▸ PASSAGE
◇ ◇ ◇ ◇

Scaling Law in LLM Simulated Personality: More Detailed and Realistic Persona Profile Is All You Need
Yuqi Bai, Tianyu Huang, Kun Sun, Yuting Chen
TL;DR
This work addresses the challenge of using large language models to simulate human personality for social experiments. It introduces a world-model framework that grounds virtual personas in census-driven skeletons and then generates richly detailed profiles, enabling end-to-end personality testing with the Big Five. By replacing CFA with engineering analytics, the study demonstrates that persona detail robustly improves stability, identifiability, and population-level realism, unveiling a Scaling Law: More Detailed and Realistic Persona Profiles Are All You Need. These findings offer a practical path for scalable, ethics-conscious social simulations using LLMs with implications for methodology and policy in AI-enabled social science research.
Abstract
This research focuses on using large language models (LLMs) to simulate social experiments, exploring their ability to emulate human personality in virtual persona role-playing. The research develops an end-to-end evaluation framework, including individual-level analysis of stability and identifiability, as well as population-level analysis called progressive personality curves to examine the veracity and consistency of LLMs in simulating human personality. Methodologically, this research proposes important modifications to traditional psychometric approaches (CFA and construct validity) which are unable to capture improvement trends in LLMs at their current low-level simulation, potentially leading to remature rejection or methodological misalignment. The main contributions of this research are: proposing a systematic framework for LLM virtual personality evaluation; empirically demonstrating the critical role of persona detail in personality simulation quality; and identifying marginal utility effects of persona profiles, especially a Scaling Law in LLM personality simulation, offering operational evaluation metrics and a theoretical foundation for applying large language models in social science experiments.

◇ ◇ ◇ ◇

▸ RECORD SET
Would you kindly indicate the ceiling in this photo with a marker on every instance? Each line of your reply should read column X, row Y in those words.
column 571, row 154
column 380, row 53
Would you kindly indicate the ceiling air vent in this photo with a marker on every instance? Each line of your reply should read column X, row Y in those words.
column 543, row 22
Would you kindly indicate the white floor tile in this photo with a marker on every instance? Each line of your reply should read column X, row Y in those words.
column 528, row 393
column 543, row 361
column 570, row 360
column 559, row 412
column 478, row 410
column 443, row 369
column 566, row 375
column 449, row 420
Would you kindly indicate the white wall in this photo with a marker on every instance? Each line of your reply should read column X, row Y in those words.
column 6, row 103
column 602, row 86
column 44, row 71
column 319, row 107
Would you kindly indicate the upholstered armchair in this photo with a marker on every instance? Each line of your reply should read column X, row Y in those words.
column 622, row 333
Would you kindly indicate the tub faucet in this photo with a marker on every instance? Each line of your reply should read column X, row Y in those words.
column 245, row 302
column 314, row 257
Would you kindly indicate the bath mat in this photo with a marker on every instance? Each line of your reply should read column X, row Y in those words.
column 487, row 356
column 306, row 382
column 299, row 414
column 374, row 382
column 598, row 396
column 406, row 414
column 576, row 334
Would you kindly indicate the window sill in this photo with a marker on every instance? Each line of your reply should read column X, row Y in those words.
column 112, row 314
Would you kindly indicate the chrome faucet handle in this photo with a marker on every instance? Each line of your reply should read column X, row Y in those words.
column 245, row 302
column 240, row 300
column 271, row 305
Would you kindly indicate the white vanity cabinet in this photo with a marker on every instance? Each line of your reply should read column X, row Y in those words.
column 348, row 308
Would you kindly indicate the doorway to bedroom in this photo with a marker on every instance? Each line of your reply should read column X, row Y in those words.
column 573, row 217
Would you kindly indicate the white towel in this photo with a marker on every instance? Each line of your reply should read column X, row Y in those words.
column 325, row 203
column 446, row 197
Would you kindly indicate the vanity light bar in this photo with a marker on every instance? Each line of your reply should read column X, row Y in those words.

◇ ◇ ◇ ◇

Please answer these questions about the passage on LLM personality simulation:
1. Which personality framework is used for the end-to-end personality testing?
2. What is the population-level analysis in the evaluation framework called?
3. Which two traditional psychometric approaches does the research propose to modify?

▸ PROBLEM SOLUTION
1. The Big Five.
2. Progressive personality curves.
3. CFA and construct validity.